List each line in the records below that contains the string "deer", treating uppercase and lowercase as different.

Spatial annotation records
— Start —
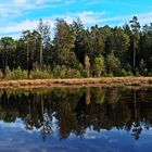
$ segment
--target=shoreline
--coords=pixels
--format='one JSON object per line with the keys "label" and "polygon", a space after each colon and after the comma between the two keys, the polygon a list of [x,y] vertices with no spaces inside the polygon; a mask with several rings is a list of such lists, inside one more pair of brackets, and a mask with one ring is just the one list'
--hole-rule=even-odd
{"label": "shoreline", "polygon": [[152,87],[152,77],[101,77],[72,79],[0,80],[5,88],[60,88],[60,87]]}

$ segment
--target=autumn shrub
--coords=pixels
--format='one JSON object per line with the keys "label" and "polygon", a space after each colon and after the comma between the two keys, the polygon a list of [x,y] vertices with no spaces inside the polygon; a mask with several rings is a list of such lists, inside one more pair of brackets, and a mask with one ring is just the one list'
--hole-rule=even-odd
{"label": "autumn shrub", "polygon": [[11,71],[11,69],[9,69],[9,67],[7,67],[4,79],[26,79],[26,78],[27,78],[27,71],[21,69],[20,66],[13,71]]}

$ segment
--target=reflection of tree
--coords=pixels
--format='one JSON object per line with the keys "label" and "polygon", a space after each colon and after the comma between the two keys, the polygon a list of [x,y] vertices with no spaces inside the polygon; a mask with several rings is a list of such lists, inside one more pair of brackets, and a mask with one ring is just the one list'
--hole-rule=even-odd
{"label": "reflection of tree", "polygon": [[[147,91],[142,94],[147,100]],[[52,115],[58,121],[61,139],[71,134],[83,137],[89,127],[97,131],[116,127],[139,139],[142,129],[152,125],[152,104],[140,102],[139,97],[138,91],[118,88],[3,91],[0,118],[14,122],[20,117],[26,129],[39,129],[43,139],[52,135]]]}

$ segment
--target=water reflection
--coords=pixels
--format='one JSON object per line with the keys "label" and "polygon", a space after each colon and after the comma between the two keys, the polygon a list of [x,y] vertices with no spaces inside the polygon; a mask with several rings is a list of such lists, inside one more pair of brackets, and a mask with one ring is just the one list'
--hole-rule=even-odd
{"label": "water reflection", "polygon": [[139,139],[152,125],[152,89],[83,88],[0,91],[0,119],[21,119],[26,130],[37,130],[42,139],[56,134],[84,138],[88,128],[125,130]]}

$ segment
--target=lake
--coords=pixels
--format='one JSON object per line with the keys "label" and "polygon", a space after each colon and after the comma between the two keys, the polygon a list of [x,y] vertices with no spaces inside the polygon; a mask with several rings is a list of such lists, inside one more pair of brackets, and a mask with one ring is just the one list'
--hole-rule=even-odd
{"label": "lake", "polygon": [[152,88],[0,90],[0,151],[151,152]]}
— End —
— Start —
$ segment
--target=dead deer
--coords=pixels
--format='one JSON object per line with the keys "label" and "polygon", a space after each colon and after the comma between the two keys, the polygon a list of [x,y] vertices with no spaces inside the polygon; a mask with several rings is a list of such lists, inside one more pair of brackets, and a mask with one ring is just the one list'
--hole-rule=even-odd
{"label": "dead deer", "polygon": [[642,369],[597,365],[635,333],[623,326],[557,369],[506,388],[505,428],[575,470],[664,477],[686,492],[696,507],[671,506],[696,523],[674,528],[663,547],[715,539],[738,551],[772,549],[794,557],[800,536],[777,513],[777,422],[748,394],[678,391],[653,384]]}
— End —
— Start —
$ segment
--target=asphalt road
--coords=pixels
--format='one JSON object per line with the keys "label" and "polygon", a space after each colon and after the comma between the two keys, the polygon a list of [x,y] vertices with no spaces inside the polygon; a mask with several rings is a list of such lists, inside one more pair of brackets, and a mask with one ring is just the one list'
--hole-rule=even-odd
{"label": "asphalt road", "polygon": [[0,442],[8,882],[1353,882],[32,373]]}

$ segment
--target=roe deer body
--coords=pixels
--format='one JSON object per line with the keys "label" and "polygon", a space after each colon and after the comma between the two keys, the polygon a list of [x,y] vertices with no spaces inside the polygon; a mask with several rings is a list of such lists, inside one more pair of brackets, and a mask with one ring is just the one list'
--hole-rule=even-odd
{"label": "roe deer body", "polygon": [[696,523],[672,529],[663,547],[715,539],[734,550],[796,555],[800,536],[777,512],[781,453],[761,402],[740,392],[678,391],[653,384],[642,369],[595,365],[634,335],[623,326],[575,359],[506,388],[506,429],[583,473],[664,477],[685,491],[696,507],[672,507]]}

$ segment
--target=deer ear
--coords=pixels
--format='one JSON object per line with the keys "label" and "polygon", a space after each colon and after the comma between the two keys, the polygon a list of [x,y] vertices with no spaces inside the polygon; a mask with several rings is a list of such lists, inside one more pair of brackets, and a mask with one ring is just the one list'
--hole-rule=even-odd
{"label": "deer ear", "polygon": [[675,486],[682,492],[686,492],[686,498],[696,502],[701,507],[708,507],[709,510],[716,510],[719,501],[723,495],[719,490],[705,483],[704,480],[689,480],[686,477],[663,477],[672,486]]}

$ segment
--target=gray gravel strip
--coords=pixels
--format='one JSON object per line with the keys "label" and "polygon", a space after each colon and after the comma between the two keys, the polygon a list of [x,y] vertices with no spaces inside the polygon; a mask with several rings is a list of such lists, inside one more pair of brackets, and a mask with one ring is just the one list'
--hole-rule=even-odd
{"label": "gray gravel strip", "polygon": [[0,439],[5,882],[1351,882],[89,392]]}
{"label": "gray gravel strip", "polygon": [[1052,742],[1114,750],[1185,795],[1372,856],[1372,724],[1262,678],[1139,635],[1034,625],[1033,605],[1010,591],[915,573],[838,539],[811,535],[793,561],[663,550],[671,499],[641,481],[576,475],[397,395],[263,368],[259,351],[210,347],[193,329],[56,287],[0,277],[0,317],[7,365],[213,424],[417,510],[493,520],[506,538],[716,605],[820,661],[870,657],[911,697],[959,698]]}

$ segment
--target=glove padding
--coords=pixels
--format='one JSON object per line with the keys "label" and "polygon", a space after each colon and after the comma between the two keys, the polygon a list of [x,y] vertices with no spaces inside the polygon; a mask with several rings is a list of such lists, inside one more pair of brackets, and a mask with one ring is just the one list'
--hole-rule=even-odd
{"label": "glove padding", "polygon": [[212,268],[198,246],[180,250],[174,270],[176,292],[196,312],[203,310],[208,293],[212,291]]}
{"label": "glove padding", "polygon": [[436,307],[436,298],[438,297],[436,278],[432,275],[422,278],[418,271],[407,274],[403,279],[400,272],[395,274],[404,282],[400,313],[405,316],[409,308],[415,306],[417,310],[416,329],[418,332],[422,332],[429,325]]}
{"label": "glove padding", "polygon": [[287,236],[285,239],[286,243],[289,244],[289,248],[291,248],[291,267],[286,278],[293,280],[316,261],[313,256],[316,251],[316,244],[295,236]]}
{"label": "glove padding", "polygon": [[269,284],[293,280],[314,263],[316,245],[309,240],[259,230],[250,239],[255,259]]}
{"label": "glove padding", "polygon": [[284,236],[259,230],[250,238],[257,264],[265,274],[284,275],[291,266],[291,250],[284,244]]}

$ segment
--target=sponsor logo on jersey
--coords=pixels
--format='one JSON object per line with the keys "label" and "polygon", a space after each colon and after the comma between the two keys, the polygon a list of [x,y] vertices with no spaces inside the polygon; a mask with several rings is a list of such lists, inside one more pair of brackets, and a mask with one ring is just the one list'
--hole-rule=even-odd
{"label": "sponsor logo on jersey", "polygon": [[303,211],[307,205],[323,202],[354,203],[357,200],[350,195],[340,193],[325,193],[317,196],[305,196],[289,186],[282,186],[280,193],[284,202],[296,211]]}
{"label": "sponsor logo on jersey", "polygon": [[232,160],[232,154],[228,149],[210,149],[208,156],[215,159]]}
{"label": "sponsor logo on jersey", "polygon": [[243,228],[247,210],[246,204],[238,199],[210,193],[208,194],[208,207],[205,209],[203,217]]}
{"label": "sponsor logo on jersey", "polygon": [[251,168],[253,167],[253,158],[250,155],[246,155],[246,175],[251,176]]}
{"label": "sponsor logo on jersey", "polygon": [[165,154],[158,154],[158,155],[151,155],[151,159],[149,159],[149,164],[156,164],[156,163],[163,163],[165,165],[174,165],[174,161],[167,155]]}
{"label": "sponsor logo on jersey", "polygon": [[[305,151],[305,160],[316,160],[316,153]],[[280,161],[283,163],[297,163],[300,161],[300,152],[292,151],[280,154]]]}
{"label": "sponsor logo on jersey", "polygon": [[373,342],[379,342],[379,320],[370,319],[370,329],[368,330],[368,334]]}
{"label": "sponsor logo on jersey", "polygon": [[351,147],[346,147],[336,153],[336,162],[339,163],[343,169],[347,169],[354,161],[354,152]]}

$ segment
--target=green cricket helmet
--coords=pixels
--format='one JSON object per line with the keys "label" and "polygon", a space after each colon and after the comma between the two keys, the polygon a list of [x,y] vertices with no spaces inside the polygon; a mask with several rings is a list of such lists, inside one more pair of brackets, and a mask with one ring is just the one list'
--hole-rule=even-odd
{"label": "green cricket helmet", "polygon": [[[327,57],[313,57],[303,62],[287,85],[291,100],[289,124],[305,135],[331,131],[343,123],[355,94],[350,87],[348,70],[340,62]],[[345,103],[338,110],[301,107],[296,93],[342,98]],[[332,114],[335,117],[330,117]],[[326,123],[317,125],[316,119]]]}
— End —
» **Result for this task**:
--target=dead deer
{"label": "dead deer", "polygon": [[642,369],[597,365],[635,333],[623,326],[557,369],[506,388],[505,428],[575,470],[664,477],[686,492],[696,507],[671,506],[696,523],[674,528],[663,547],[715,539],[738,551],[772,549],[794,557],[800,536],[777,513],[777,422],[748,394],[678,391],[653,384]]}
--target=roe deer body
{"label": "roe deer body", "polygon": [[696,523],[672,529],[663,547],[715,539],[734,550],[796,555],[800,536],[777,512],[781,453],[761,402],[740,392],[678,391],[653,384],[642,369],[595,365],[634,335],[623,326],[575,359],[506,388],[506,429],[583,473],[664,477],[685,491],[696,507],[672,507]]}
--target=deer ear
{"label": "deer ear", "polygon": [[675,486],[682,492],[686,492],[686,498],[696,502],[701,507],[708,507],[709,510],[716,510],[719,501],[723,495],[719,490],[705,483],[704,480],[689,480],[686,477],[663,477],[672,486]]}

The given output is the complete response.